Kutipan teks >>
Untuk mengakomodasi perbedaan pandangan tersebut, Hamid Hasan (1988) mengemukakan bahwa konsep kurikulum dapat ditinjau dalam empat dimensi, yaitu:
a. Kurikulum sebagai suatu ide; yang dihasilkan melalui teori-teori dan penelitian, khususnya dalam bidang kurikulum dan pendidikan.
b. Kurikulum sebagai suatu rencana tertulis, sebagai perwujudan dari kurikulum sebagai suatu ide; yang di dalamnya memuat tentang tujuan, bahan, kegiatan, alat-alat, dan waktu.
c. Kurikulum sebagai suatu kegiatan, yang merupakan pelaksanaan dari kurikulum sebagai suatu rencana tertulis; dalam bentuk praktek pembelajaran.
d. Kurikulum sebagai suatu hasil yang merupakan konsekwensi dari kurikulum sebagai suatu kegiatan, dalam bentuk ketercapaian tujuan kurikulum yakni tercapainya perubahan perilaku atau kemampuan tertentu dari para peserta didik.
Sementara itu, Purwadi (2003) memilah pengertian kurikulum menjadi enam bagian :
a. kurikulum sebagai ide;
b. kurikulum formal berupa dokumen yang dijadikan sebagai pedoman dan panduan dalam melaksanakan kurikulum;
c. kurikulum menurut persepsi pengajar;
d. kurikulum operasional yang dilaksanakan atau dioprasional kan oleh pengajar di kelas;
e. kurikulum experience yakni kurikulum yang dialami oleh peserta didik; dan
f. kurikulum yang diperoleh dari penerapan kurikulum.

Entri yang disediakan >>

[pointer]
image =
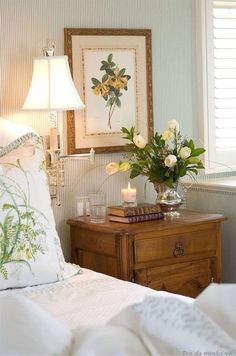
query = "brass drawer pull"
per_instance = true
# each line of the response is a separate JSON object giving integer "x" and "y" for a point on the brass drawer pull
{"x": 179, "y": 249}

Tugas Anda >>
- A) Ringkas kutipan tentang konsep kurikulum dalam dua kalimat.
- B) Tulis ulang seluruh entri dengan mengganti "brass" menjadi "silver" tanpa mengubah bagian lainnya. Jangan sertakan gambarnya dalam jawaban.
Entri tersebut tidak berkaitan dengan kutipan.

Jawaban per tugas >>
- A) Hamid Hasan (1988) meninjau konsep kurikulum dalam empat dimensi, yaitu kurikulum sebagai ide, rencana tertulis, kegiatan, dan hasil berupa tercapainya perubahan perilaku atau kemampuan tertentu peserta didik. Purwadi (2003) memilah pengertian kurikulum menjadi enam bagian, yaitu kurikulum sebagai ide, kurikulum formal, kurikulum menurut persepsi pengajar, kurikulum operasional, kurikulum yang dialami peserta didik, dan kurikulum yang diperoleh dari penerapan kurikulum.

- B)
[pointer]
image =
query = "silver drawer pull"
per_instance = true
# each line of the response is a separate JSON object giving integer "x" and "y" for a point on the silver drawer pull
{"x": 179, "y": 249}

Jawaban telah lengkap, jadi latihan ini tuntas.